Panelo reiterated that the Rome Statute did not take effect in the Philippines because it was never published in the Official Gazette, the government's official publication. 

"Even if we assume, for the sake of argument, that the Rome Statute became enforceable in the Philippines, the ICC can still no longer exercise its powers over the country as, in such hypothetical case, our withdrawal already became effective last month," he added. 

Panelo also argued that ICC would violate the Rome Statute if it continues with its preliminary examination on Duterte's war on illegal drugs. He said under Article 127 of the Rome Statute, a state that withdrew from the ICC still has the duty to cooperate on criminal investigations.

"Clearly, it is only when a criminal investigation has commenced prior to the effective date of the withdrawal that the ICC can continue with the case initiated. What the ICC, through the Office of the Prosecutor, is conducting is only a preliminary examination and not a criminal investigation or proceeding," the presidential spokesman said.  

"In addition, there is nothing under consideration by the Court yet as the matter is still with the Office of the Prosecutor. With the categorical wordings of Article 127, there is therefore no basis under the Rome Statute for the ICC to proceed with any of its activities relative to the President’s programs against illegal drugs," he added. 

Panelo said ICC's actions are "baseless" and "tainted with political motivation" because the Philippines never became part of the tribunal's jurisdiction. 

"We reiterate that the Rome Statute, being a law penal in nature, never took effect in the country. Claiming otherwise without the requisite publication violates sections 1 and 7 of the Bill of Rights which respectively guarantee the rights of the people to due process and to be informed on matters of national concern," he added.

Location labeling items

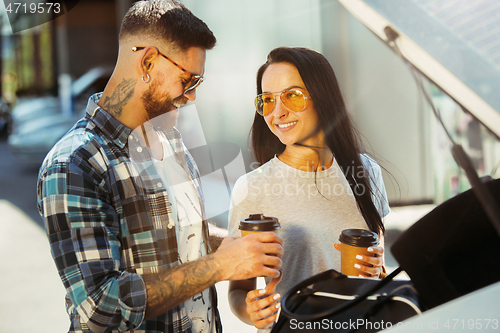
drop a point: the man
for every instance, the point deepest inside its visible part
(120, 193)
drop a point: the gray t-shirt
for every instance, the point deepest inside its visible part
(311, 220)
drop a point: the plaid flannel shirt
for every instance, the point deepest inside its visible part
(109, 221)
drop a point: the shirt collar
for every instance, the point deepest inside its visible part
(108, 124)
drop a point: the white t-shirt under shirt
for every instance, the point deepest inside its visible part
(311, 220)
(186, 210)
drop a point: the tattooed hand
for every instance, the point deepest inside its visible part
(250, 256)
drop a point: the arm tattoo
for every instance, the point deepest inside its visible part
(167, 289)
(121, 96)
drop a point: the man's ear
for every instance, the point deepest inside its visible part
(148, 58)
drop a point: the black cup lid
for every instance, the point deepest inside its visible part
(259, 222)
(359, 237)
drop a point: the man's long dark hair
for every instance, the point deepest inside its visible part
(341, 136)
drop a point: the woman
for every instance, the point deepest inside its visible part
(313, 177)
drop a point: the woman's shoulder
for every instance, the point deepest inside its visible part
(257, 176)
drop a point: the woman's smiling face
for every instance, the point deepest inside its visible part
(290, 127)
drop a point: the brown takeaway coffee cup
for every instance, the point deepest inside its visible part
(352, 243)
(258, 223)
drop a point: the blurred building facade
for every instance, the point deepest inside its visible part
(389, 111)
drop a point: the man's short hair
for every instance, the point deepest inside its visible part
(167, 20)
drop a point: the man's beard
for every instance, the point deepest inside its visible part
(159, 104)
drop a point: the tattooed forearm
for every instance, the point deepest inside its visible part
(121, 96)
(168, 289)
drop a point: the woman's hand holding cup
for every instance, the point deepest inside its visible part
(360, 255)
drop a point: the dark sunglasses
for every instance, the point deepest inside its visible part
(195, 80)
(293, 99)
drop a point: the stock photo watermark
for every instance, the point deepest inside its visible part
(25, 15)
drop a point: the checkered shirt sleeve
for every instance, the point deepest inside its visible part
(107, 226)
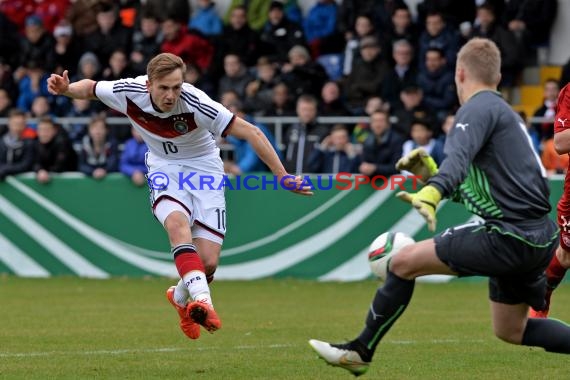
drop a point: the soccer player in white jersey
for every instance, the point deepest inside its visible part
(179, 122)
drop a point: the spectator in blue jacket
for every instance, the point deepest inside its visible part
(132, 162)
(32, 85)
(16, 152)
(206, 20)
(320, 21)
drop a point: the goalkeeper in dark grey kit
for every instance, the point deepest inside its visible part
(492, 169)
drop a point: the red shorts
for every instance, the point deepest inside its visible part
(563, 218)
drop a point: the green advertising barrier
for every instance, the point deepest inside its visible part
(84, 227)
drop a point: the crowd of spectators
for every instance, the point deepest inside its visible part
(367, 58)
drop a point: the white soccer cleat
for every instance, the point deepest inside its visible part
(340, 356)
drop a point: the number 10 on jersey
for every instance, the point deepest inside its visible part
(169, 147)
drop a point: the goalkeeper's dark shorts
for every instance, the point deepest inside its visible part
(513, 256)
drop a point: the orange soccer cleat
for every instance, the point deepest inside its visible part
(190, 328)
(204, 314)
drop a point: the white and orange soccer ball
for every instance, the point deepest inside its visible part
(383, 248)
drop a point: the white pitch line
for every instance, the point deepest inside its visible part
(213, 348)
(133, 351)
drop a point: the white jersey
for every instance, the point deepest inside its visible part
(187, 132)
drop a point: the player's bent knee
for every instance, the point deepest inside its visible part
(210, 265)
(563, 257)
(509, 335)
(403, 264)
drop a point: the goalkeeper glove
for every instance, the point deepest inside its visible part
(420, 163)
(425, 201)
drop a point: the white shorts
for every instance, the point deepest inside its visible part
(195, 186)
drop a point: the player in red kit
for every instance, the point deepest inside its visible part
(561, 260)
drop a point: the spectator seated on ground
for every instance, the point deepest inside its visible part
(16, 152)
(205, 19)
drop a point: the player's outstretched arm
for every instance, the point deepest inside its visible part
(562, 141)
(259, 142)
(60, 85)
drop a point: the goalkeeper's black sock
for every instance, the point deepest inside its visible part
(550, 334)
(389, 303)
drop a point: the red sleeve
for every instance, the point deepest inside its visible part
(562, 118)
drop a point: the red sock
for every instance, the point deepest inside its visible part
(187, 259)
(555, 273)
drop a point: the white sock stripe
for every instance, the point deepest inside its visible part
(184, 247)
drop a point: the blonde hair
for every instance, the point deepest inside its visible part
(482, 59)
(163, 64)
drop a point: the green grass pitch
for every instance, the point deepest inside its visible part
(70, 328)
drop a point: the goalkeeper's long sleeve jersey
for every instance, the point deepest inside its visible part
(491, 165)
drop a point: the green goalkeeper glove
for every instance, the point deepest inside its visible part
(425, 201)
(420, 163)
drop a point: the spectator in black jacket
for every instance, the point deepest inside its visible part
(382, 148)
(335, 154)
(146, 42)
(54, 151)
(99, 154)
(367, 74)
(110, 35)
(530, 19)
(16, 153)
(37, 45)
(438, 84)
(301, 138)
(279, 34)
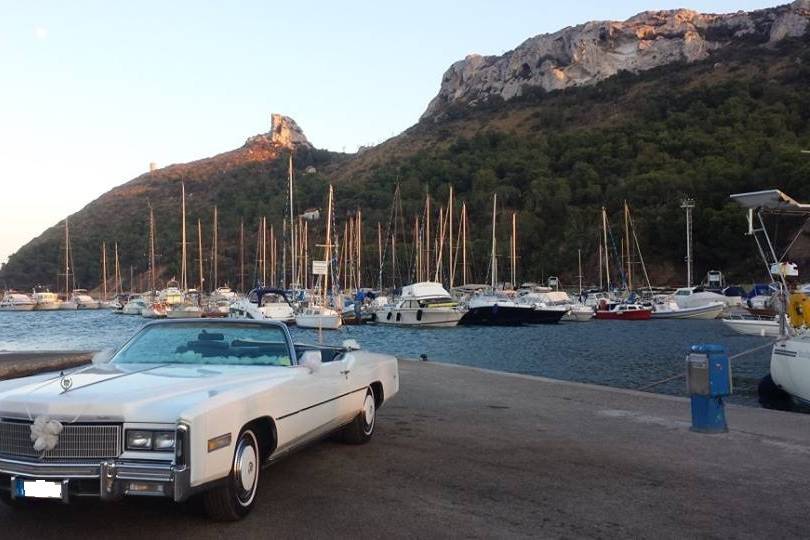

▶ **EXERCISES TO COMPLETE**
(1) In the Rome Statute passage, what reason does Panelo give for the statute never taking effect in the Philippines?
(2) Carry on the Rome Statute passage from where its last sentence ends.

▶ **ANSWERS FOR THIS EXERCISE**
(1) It was never published in the Official Gazette.

(2)
Panelo also argued that under the Rome Statute, the ICC could only act "if there is inability or unwillingness of the state party to investigate and prosecute its own offenders for the commission of crimes."

"In this connection, we urge any individual who has sufficient evidence to file a case before a Philippine court of competent jurisdiction and contend that the deaths resulting from the war against illicit drugs are State-sponsored," the presidential spokesman said.  

He said the filing of charges would determine if the Philippine government is not willing or capable to investigate and prosecute alleged crimes arising from the anti-drug campaign. 

"Should there be no cases filed, we can only surmise that no person can gather evidence, as there is none, which can prove that the deaths from the war on drugs are State-initiated," Panelo said.  

"Revelations will then be had that all these allegations are mere fabrications contrived by those who wish to destroy the anti-illegal drug campaign of the President," he added.